### Task objective:
Rewrite every line of the material below as a Markdown table with the columns Row and Line, numbering the rows and skipping blank lines. Leave out the pictures.

### Data supplied:
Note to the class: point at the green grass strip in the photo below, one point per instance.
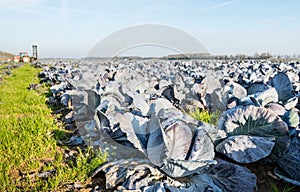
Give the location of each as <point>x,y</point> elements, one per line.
<point>26,138</point>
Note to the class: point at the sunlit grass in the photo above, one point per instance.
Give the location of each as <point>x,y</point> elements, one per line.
<point>27,136</point>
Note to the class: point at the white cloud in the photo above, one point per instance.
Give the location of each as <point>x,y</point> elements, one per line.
<point>18,3</point>
<point>219,5</point>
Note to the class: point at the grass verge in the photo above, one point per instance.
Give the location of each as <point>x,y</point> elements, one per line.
<point>27,144</point>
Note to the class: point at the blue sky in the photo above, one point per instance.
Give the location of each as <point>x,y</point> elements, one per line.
<point>70,28</point>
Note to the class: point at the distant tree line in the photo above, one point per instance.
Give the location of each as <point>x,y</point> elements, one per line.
<point>219,57</point>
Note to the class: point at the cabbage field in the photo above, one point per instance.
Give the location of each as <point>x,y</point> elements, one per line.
<point>138,111</point>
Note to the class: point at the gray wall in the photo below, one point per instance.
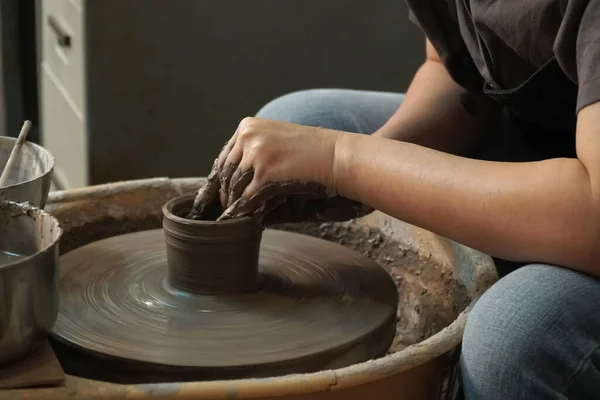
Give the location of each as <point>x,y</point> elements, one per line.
<point>168,81</point>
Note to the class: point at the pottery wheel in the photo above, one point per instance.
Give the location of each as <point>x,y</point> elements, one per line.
<point>319,305</point>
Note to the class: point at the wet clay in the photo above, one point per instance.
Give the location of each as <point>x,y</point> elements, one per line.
<point>210,257</point>
<point>280,202</point>
<point>316,305</point>
<point>430,297</point>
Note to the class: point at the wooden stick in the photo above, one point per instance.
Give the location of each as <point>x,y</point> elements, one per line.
<point>15,151</point>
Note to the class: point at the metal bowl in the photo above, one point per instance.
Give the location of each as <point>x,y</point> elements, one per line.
<point>30,178</point>
<point>29,282</point>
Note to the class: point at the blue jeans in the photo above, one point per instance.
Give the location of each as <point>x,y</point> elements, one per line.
<point>535,334</point>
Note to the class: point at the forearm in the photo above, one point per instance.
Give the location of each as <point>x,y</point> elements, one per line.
<point>438,113</point>
<point>543,211</point>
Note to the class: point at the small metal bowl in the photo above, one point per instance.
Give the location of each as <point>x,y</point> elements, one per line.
<point>28,283</point>
<point>30,178</point>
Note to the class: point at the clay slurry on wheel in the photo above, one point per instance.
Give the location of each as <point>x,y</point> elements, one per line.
<point>317,305</point>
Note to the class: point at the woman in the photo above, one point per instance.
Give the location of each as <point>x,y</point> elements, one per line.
<point>496,145</point>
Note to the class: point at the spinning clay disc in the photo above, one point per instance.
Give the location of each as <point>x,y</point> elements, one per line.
<point>317,305</point>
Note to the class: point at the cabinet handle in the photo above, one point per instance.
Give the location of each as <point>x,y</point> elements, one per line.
<point>62,37</point>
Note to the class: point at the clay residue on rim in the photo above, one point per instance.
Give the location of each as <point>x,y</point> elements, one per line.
<point>430,297</point>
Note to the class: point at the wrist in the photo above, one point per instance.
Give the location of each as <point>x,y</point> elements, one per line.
<point>341,163</point>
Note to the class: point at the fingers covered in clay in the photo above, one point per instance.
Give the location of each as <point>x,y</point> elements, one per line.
<point>258,202</point>
<point>207,195</point>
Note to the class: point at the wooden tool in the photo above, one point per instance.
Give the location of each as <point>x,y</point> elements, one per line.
<point>37,369</point>
<point>15,151</point>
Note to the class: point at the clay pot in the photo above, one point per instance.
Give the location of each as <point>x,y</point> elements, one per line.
<point>210,257</point>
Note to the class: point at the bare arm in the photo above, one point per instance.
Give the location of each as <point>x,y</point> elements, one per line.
<point>546,211</point>
<point>437,112</point>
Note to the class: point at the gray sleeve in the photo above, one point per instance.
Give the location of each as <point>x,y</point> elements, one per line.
<point>578,48</point>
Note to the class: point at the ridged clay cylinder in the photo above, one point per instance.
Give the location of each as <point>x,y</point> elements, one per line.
<point>210,257</point>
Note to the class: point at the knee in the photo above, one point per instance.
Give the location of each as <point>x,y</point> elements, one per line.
<point>312,107</point>
<point>514,340</point>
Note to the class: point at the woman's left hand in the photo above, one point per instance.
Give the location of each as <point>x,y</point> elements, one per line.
<point>266,161</point>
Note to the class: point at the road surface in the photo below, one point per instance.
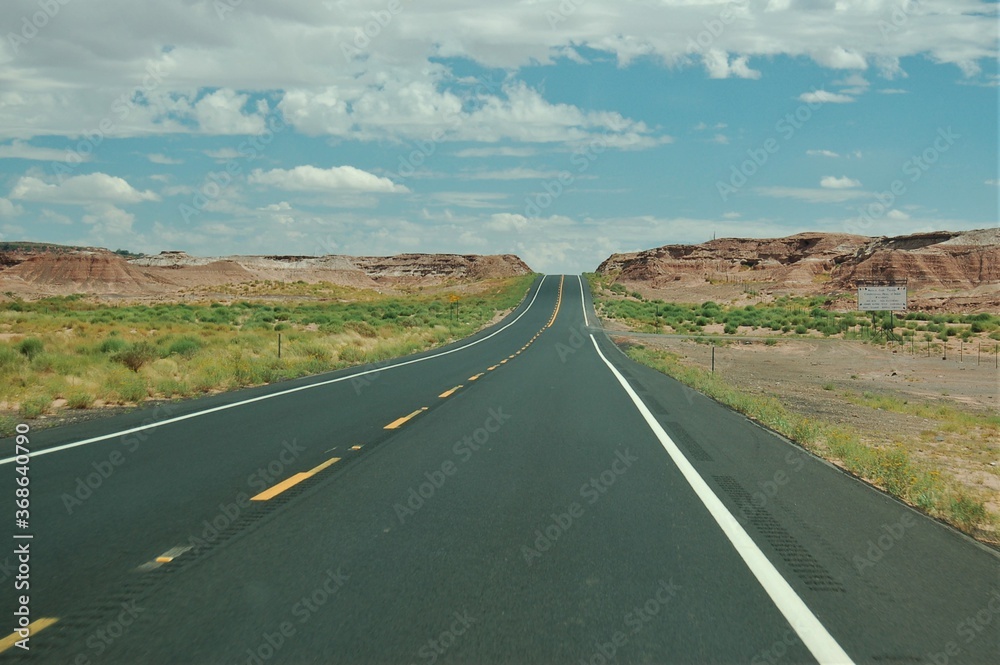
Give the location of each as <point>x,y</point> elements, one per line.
<point>527,495</point>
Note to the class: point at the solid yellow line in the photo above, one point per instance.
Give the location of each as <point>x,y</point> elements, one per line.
<point>34,627</point>
<point>316,469</point>
<point>558,303</point>
<point>399,421</point>
<point>281,487</point>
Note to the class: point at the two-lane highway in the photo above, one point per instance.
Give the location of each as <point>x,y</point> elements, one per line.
<point>538,498</point>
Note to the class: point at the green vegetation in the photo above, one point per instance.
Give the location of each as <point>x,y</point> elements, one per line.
<point>91,354</point>
<point>784,315</point>
<point>888,467</point>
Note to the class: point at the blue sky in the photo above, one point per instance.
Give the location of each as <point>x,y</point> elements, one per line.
<point>559,131</point>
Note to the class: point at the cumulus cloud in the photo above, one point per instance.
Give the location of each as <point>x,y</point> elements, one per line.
<point>158,158</point>
<point>8,209</point>
<point>813,195</point>
<point>81,189</point>
<point>23,150</point>
<point>833,182</point>
<point>719,65</point>
<point>336,178</point>
<point>825,97</point>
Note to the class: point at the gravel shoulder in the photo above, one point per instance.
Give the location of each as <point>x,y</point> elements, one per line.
<point>819,378</point>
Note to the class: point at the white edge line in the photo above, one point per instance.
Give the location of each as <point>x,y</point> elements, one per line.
<point>261,398</point>
<point>809,629</point>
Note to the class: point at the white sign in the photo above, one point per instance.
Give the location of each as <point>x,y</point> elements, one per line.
<point>881,298</point>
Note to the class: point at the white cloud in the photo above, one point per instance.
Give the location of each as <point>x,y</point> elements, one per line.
<point>824,97</point>
<point>336,178</point>
<point>469,199</point>
<point>832,182</point>
<point>22,150</point>
<point>8,209</point>
<point>222,153</point>
<point>158,158</point>
<point>810,195</point>
<point>506,151</point>
<point>719,66</point>
<point>837,57</point>
<point>81,189</point>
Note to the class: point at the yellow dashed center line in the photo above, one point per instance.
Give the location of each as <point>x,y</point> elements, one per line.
<point>316,469</point>
<point>396,424</point>
<point>33,629</point>
<point>272,492</point>
<point>281,487</point>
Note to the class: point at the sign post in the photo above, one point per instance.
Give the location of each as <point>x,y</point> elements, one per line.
<point>882,296</point>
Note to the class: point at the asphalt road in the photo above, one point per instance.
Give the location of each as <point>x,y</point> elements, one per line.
<point>546,501</point>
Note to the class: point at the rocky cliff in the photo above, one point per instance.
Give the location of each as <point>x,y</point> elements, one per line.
<point>28,270</point>
<point>941,268</point>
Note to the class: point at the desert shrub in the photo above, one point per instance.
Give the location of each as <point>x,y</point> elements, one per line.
<point>35,405</point>
<point>136,355</point>
<point>185,346</point>
<point>30,347</point>
<point>362,328</point>
<point>9,359</point>
<point>79,399</point>
<point>127,387</point>
<point>112,345</point>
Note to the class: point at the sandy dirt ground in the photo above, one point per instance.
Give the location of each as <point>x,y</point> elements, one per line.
<point>813,378</point>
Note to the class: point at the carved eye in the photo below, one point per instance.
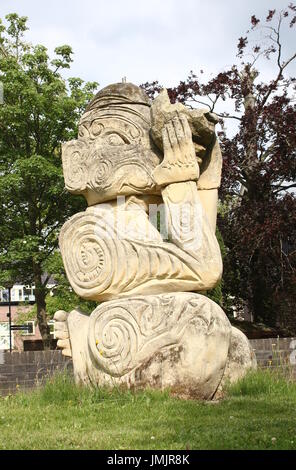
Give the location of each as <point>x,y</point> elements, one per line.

### Finished exercise:
| Row | Line |
|---|---|
| 1 | Note to the class: point at the green grass strip in the photo below, one point per instance. |
| 2 | Give the location of each as <point>x,y</point> elements, one per line. |
| 3 | <point>26,138</point> |
| 4 | Note to the class: point at the sunlit grass in the photo above, one point per instance. |
| 5 | Give the location of each as <point>x,y</point> elements, one per line. |
| 6 | <point>27,136</point> |
| 7 | Note to the class: point at the white cloud in the photo above, one point per instance. |
| 8 | Give the location of each as <point>x,y</point> elements, one per line. |
| 9 | <point>18,3</point> |
| 10 | <point>219,5</point> |
| 11 | Note to the class: point at the grass verge in the photo above, one point per instance. |
| 12 | Give the location of each as <point>x,y</point> elements, one per line. |
| 13 | <point>27,144</point> |
| 14 | Note to the class: point at the blue sky in the photo above, one point per instance. |
| 15 | Give the location of each as <point>x,y</point> elements, one per line. |
| 16 | <point>70,28</point> |
| 17 | Note to the class: point at the distant tree line in the photo above, one point per instance. |
| 18 | Give the location of each as <point>x,y</point> elements, one per line. |
| 19 | <point>219,57</point> |
| 20 | Note to the class: point at the cabbage field in the photo above, one point per instance. |
| 21 | Give the location of each as <point>x,y</point> elements, one per line. |
| 22 | <point>138,111</point> |
| 23 | Note to the class: point at the gray wall in the photo below, one point per instance. |
| 24 | Give the location of each as <point>x,y</point> elements, one per line. |
| 25 | <point>168,81</point> |
| 26 | Note to the class: point at the pottery wheel in the photo above, one point per instance. |
| 27 | Give the location of each as <point>x,y</point> elements, one per line. |
| 28 | <point>319,305</point> |
| 29 | Note to the class: point at the wet clay in the photo above, one point per instance. |
| 30 | Give the location of each as <point>x,y</point> elements, one per line. |
| 31 | <point>210,257</point> |
| 32 | <point>280,202</point> |
| 33 | <point>316,305</point> |
| 34 | <point>430,297</point> |
| 35 | Note to the class: point at the wooden stick in the photo above, one point per instance. |
| 36 | Give the location of each as <point>x,y</point> elements, one per line. |
| 37 | <point>15,151</point> |
| 38 | Note to the class: point at the metal bowl in the photo above, one point per instance. |
| 39 | Give the location of each as <point>x,y</point> elements, one per line. |
| 40 | <point>30,178</point> |
| 41 | <point>29,282</point> |
| 42 | Note to the class: point at the blue jeans in the photo above, one point per instance. |
| 43 | Give the location of each as <point>x,y</point> elements, one per line. |
| 44 | <point>535,334</point> |
| 45 | Note to the class: point at the forearm in the photo above, one point per instance. |
| 46 | Give the location of each as <point>x,y</point> elements, one per line. |
| 47 | <point>438,113</point> |
| 48 | <point>543,211</point> |
| 49 | Note to the class: point at the small metal bowl in the photo above, one point per instance. |
| 50 | Give the location of each as <point>x,y</point> elements, one per line. |
| 51 | <point>28,283</point> |
| 52 | <point>30,178</point> |
| 53 | Note to the class: point at the clay slurry on wheel in the photo above, one point per instance. |
| 54 | Give the location of each as <point>x,y</point> elements, one per line. |
| 55 | <point>317,305</point> |
| 56 | Note to the class: point at the woman in the photo above, one point per instance. |
| 57 | Give the location of each as <point>x,y</point> elements, one per line. |
| 58 | <point>496,145</point> |
| 59 | Note to the class: point at the spinning clay disc in the photo above, one point per instance. |
| 60 | Give the location of each as <point>x,y</point> elements, one per line. |
| 61 | <point>317,305</point> |
| 62 | Note to the class: point at the cabinet handle in the photo above, one point per instance. |
| 63 | Give the location of each as <point>x,y</point> elements, one per line. |
| 64 | <point>62,37</point> |
| 65 | Note to the class: point at the clay residue on rim in the photo above, one point per instance. |
| 66 | Give the location of each as <point>x,y</point> elements, one per line. |
| 67 | <point>430,297</point> |
| 68 | Note to the class: point at the wrist in the photo above, one point per instance. |
| 69 | Give the location of each as <point>x,y</point> elements, one per line. |
| 70 | <point>341,163</point> |
| 71 | Note to the class: point at the fingers covered in clay in the photo above, one point per instance. |
| 72 | Give the location of each as <point>x,y</point> elements, one per line. |
| 73 | <point>258,202</point> |
| 74 | <point>207,195</point> |
| 75 | Note to the class: point at the wooden tool in the photo above, one point per instance. |
| 76 | Give the location of each as <point>x,y</point> elements, one per line. |
| 77 | <point>37,369</point> |
| 78 | <point>15,151</point> |
| 79 | Note to the class: point at the clay pot in the photo above, one point per instance. |
| 80 | Give the location of each as <point>x,y</point> elements, one per line. |
| 81 | <point>210,257</point> |
| 82 | Note to the class: point at the bare arm in the photo above, one point per instance. |
| 83 | Give the location of each as <point>x,y</point> elements, one per line. |
| 84 | <point>546,211</point> |
| 85 | <point>437,112</point> |
| 86 | Note to the class: point at the gray sleeve in the photo above, one point per instance. |
| 87 | Give the location of each as <point>x,y</point> elements, one per line. |
| 88 | <point>578,48</point> |
| 89 | Note to the class: point at the ridged clay cylinder in the photo above, one point per instance. |
| 90 | Give the location of each as <point>x,y</point> elements, one per line. |
| 91 | <point>210,257</point> |
| 92 | Note to the class: point at the knee in the photo above, one point per instance. |
| 93 | Give the location of each as <point>x,y</point> elements, one per line. |
| 94 | <point>312,107</point> |
| 95 | <point>514,340</point> |
| 96 | Note to the class: point at the woman's left hand in the photo above, one point per instance. |
| 97 | Give the location of each as <point>x,y</point> elements, one per line. |
| 98 | <point>266,161</point> |
| 99 | Note to the class: point at the road surface in the photo below, one point per instance. |
| 100 | Give the location of each as <point>x,y</point> elements, one per line. |
| 101 | <point>527,495</point> |
| 102 | Note to the class: point at the solid yellow line in the photo above, one point per instance. |
| 103 | Give the location of each as <point>x,y</point> elements, one per line. |
| 104 | <point>34,627</point> |
| 105 | <point>316,469</point> |
| 106 | <point>558,303</point> |
| 107 | <point>399,421</point> |
| 108 | <point>281,487</point> |
| 109 | Note to the class: point at the two-lane highway in the photo above, one point per instance. |
| 110 | Give the location of each as <point>x,y</point> elements, one per line. |
| 111 | <point>538,498</point> |
| 112 | Note to the class: point at the green vegetation in the photo above, one point per instance. |
| 113 | Give the location of each as <point>x,y</point> elements, one per line. |
| 114 | <point>91,354</point> |
| 115 | <point>784,315</point> |
| 116 | <point>888,467</point> |
| 117 | Note to the class: point at the blue sky in the photo above, one point per instance. |
| 118 | Give the location of each as <point>x,y</point> elements, one per line. |
| 119 | <point>559,131</point> |
| 120 | Note to the class: point at the cumulus cloud in the photo above, one point per instance. |
| 121 | Give the location of each as <point>x,y</point> elements, one per line. |
| 122 | <point>158,158</point> |
| 123 | <point>8,209</point> |
| 124 | <point>813,195</point> |
| 125 | <point>81,189</point> |
| 126 | <point>23,150</point> |
| 127 | <point>833,182</point> |
| 128 | <point>719,65</point> |
| 129 | <point>336,178</point> |
| 130 | <point>825,97</point> |
| 131 | Note to the class: point at the gravel shoulder in the photo above, one point per instance. |
| 132 | Give the location of each as <point>x,y</point> elements, one per line. |
| 133 | <point>819,378</point> |
| 134 | Note to the class: point at the white edge line in the photo above, one point per instance. |
| 135 | Give the location of each as <point>x,y</point> elements, one per line. |
| 136 | <point>261,398</point> |
| 137 | <point>809,629</point> |
| 138 | Note to the class: point at the white sign in the photo above, one point per instance. |
| 139 | Give the location of each as <point>x,y</point> elements, one per line. |
| 140 | <point>881,298</point> |
| 141 | Note to the class: point at the white cloud in the photo above, one point per instance. |
| 142 | Give the location of each as <point>x,y</point> elements, one per line. |
| 143 | <point>824,97</point> |
| 144 | <point>336,178</point> |
| 145 | <point>469,199</point> |
| 146 | <point>832,182</point> |
| 147 | <point>22,150</point> |
| 148 | <point>8,209</point> |
| 149 | <point>222,153</point> |
| 150 | <point>158,158</point> |
| 151 | <point>810,195</point> |
| 152 | <point>506,151</point> |
| 153 | <point>719,66</point> |
| 154 | <point>837,57</point> |
| 155 | <point>81,189</point> |
| 156 | Note to the class: point at the yellow dashed center line in the photo above, one point per instance. |
| 157 | Give the location of each as <point>x,y</point> elements, one per line. |
| 158 | <point>316,469</point> |
| 159 | <point>396,424</point> |
| 160 | <point>33,629</point> |
| 161 | <point>272,492</point> |
| 162 | <point>281,487</point> |
| 163 | Note to the class: point at the sign post in the photo above, one point per instance. |
| 164 | Give the location of each as <point>x,y</point> elements, one per line. |
| 165 | <point>882,296</point> |
| 166 | Note to the class: point at the asphalt road in the photo above, one point per instance. |
| 167 | Give the location of each as <point>x,y</point> elements, one per line. |
| 168 | <point>546,501</point> |
| 169 | Note to the class: point at the rocky cliff in the photo above, one point per instance. |
| 170 | Give the location of each as <point>x,y</point> elements, one per line. |
| 171 | <point>28,270</point> |
| 172 | <point>941,268</point> |
| 173 | Note to the class: point at the desert shrub in the photo above, one point per instance. |
| 174 | Give the location of each as <point>x,y</point> elements, one per line. |
| 175 | <point>35,405</point> |
| 176 | <point>136,355</point> |
| 177 | <point>185,346</point> |
| 178 | <point>30,347</point> |
| 179 | <point>362,328</point> |
| 180 | <point>9,359</point> |
| 181 | <point>79,399</point> |
| 182 | <point>127,387</point> |
| 183 | <point>112,345</point> |
| 184 | Note to the class: point at the sandy dirt ground in the photo above, one point per instance. |
| 185 | Give the location of each as <point>x,y</point> elements, one per line. |
| 186 | <point>813,378</point> |
| 187 | Note to the class: point at the carved eye in the photo below, one point per instance. |
| 188 | Give the location of each as <point>x,y</point> elements, one per line. |